• _Given instruction_:
Return every line of the material exactly.

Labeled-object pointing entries

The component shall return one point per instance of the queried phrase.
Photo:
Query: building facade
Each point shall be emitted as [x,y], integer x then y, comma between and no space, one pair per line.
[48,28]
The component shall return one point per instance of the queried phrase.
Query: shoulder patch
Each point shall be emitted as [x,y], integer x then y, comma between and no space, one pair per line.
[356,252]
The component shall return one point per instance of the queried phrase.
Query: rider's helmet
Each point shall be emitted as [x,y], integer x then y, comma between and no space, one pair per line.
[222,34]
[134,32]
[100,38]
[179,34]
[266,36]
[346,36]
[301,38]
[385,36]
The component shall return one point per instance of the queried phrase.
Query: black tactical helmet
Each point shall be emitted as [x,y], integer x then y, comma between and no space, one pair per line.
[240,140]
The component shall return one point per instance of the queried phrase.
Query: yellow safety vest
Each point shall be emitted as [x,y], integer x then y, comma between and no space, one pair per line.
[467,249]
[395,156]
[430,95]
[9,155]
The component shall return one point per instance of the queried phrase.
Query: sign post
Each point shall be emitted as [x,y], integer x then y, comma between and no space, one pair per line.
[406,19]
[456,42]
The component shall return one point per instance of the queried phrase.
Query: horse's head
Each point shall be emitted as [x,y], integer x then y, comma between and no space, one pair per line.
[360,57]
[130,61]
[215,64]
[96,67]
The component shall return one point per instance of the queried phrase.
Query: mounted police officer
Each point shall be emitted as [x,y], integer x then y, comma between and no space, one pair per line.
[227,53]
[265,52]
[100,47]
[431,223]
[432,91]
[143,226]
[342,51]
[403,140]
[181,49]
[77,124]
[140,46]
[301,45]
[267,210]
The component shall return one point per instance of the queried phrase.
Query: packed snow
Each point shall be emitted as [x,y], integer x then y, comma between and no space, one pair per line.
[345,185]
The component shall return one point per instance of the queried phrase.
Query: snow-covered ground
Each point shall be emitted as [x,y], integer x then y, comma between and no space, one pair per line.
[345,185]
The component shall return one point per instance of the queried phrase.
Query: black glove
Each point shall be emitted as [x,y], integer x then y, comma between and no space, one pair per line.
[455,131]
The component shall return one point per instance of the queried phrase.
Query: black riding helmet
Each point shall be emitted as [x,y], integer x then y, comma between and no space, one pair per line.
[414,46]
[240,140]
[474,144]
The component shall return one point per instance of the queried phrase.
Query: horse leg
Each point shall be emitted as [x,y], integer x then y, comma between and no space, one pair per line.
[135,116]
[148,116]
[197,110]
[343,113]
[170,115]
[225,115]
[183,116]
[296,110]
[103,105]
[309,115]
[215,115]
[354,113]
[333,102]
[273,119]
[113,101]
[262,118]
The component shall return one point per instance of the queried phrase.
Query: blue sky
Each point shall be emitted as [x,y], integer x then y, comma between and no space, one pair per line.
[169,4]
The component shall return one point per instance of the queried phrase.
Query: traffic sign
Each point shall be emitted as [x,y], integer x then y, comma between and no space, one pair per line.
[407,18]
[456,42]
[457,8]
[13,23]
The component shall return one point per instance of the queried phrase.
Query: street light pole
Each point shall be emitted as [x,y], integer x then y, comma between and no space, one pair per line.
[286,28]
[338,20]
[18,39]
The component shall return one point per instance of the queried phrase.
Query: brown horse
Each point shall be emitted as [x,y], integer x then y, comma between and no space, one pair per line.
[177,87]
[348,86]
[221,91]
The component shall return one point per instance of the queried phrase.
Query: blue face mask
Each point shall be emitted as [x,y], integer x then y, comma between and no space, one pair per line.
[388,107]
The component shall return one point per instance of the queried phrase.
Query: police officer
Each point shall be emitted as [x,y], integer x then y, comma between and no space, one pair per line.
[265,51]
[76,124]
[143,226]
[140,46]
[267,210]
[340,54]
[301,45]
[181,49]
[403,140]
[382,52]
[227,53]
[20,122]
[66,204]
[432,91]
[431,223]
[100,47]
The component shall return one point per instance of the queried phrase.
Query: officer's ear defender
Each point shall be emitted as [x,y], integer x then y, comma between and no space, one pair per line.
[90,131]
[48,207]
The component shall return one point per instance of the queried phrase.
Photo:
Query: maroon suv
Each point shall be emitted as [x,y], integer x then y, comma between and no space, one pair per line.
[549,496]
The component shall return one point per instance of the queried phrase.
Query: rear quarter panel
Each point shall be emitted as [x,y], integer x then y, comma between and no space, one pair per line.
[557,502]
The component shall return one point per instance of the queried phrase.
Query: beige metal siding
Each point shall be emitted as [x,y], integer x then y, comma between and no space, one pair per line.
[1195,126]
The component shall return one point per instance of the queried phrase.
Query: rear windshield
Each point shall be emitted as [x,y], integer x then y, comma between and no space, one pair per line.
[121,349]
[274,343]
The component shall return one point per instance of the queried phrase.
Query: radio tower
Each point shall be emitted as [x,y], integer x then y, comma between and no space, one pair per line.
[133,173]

• _Written response_:
The component shall return one point per instance of the queried phrase.
Photo:
Query: building facade
Each point shall be emitted as [x,y], integer x then y, comma between and no space, one pair per line.
[48,28]
The component shall return one point per instance of the queried phrase.
Query: shoulder patch
Each point shall be emitted as [x,y], integer x then y, comma between and no space, one pair per line.
[356,252]
The component shall return one point per instance of the queried phrase.
Query: rider's helmet
Each point shall be emitted as [x,y], integer x then y, comma between and no space, one pair per line.
[222,34]
[134,32]
[100,38]
[179,34]
[266,36]
[346,36]
[301,38]
[385,36]
The component shall return one point per instance of the queried phrase.
Query: black tactical helmet
Each point shall be emitted as [x,y], integer x then y, comma between and no space, one pair per line.
[240,140]
The component shall return one point per instance of the queried phrase.
Query: yellow safety vest
Each point shall be emitted as [x,y], integer x then y, comma between and no space, one pair per line.
[467,249]
[395,156]
[430,95]
[9,155]
The component shall return one point per instance of the queried phrase.
Query: sign post
Each point shall be emitted as [x,y], integer x then y, comma between and no space, one pair per line.
[406,19]
[456,42]
The component shall return one point per instance of the queried phrase.
Query: horse's head
Each point shall be emitted as [x,y], integer x then y, comma between and no space, one pair per line.
[360,57]
[130,61]
[215,64]
[96,67]
The component shall return one point per instance of the queried phrase.
Query: mounted police officer
Each point shall be emitted as [x,y], integer x then y, comma between and no space, one pair per line.
[227,53]
[265,52]
[100,47]
[431,223]
[432,91]
[143,226]
[342,51]
[403,140]
[181,49]
[77,124]
[140,46]
[301,45]
[267,210]
The component shall return one point per instance of the queried phrase.
Query: packed snow
Each point shall be emitted as [x,y], integer x then y, comma between and no space, one pair per line.
[345,185]
The component shall return one point per instance of the queried phrase.
Query: snow-covered ground
Each point shall be emitted as [x,y], integer x then y, comma between and no space, one pair per line.
[345,185]
The component shall return one point per instance of the queried phrase.
Query: black glove
Each point shall be emitted as [x,y], integer x then y, comma between and no space, one pair per line.
[455,131]
The component shall return one point per instance of the queried phrase.
Query: black riding helmet
Each point shall be emitted as [x,y], integer x then y, comma between and no space, one pair per line.
[414,46]
[240,140]
[474,144]
The component shall return one point per instance of the queried phrase.
Query: horse leg
Each point shall be emitted as [x,y], integer x then y, comma between and no space, one pair per line.
[135,116]
[148,116]
[197,110]
[343,113]
[170,115]
[225,115]
[183,116]
[296,110]
[103,105]
[309,115]
[215,115]
[354,113]
[333,102]
[273,119]
[113,101]
[262,118]
The component shall return one point per instance of the queried phrase.
Query: blue sky
Each point shall be emitted as [x,y], integer x then y, comma between and no space, one pair per line.
[169,4]
The component shall return one point per instance of the queried phrase.
Query: traffic sign
Each point shall be emitted as [x,y], integer x then y, comma between and no space, one pair per line.
[407,18]
[456,42]
[457,8]
[13,23]
The component shall return one point per instance of the queried phrase.
Query: street light pole
Each point shall be emitted as [x,y], integer x then y, comma between and no space, one pair per line.
[286,28]
[338,20]
[18,39]
The component shall return one point per instance of the queried phrase.
Query: brown horse
Each point shall be emitted as [x,y], integer x then y, comma between and no space, one pair per line.
[177,87]
[348,86]
[221,91]
The component shall return one point per instance of the queried phrase.
Query: blue face mask
Each point shall be emitted as [x,y], integer x then y, comma between and no space, one pair per line.
[388,107]
The component shall return one point per instance of the queried phrase.
Query: police officer
Each point shall be emitted as [x,y], integer x then y, comma between and no space, one pair per line.
[265,51]
[76,124]
[143,226]
[140,46]
[267,210]
[340,54]
[301,45]
[181,49]
[403,140]
[382,52]
[227,53]
[20,122]
[66,204]
[432,91]
[431,223]
[100,47]
The component shall return one point per instance of the queried phrase.
Query: officer's ear defender
Each point shall be emitted as [x,y], integer x then y, comma between and no space, one pair per line.
[90,131]
[48,207]
The component shall return one point per instance of the queried phrase.
Photo:
Query: maroon suv
Each point shall be emitted as [x,y], integer x then y, comma between and no space, one pair per line.
[549,496]
The component shall return one point per instance of the queried phrase.
Query: rear quarter panel
Each point shall be emitted as [x,y], integer x then y, comma between and no space, one pair per line.
[557,502]
The component shall return one point per instance of the queried phrase.
Query: beige metal siding
Each point shall be emitted as [x,y], integer x then y, comma between and no space, one pair per line.
[1195,126]
The component shall return one point per instance of the queried phrase.
Query: rear windshield
Each point shall be emitted as [x,y], integer x then y, comma between and no space, one pair per line.
[121,349]
[274,343]
The component shall return one point per instance of the queried phrase.
Query: radio tower
Each point shall be emitted as [x,y], integer x then y, comma between and no space, one pair per line.
[133,173]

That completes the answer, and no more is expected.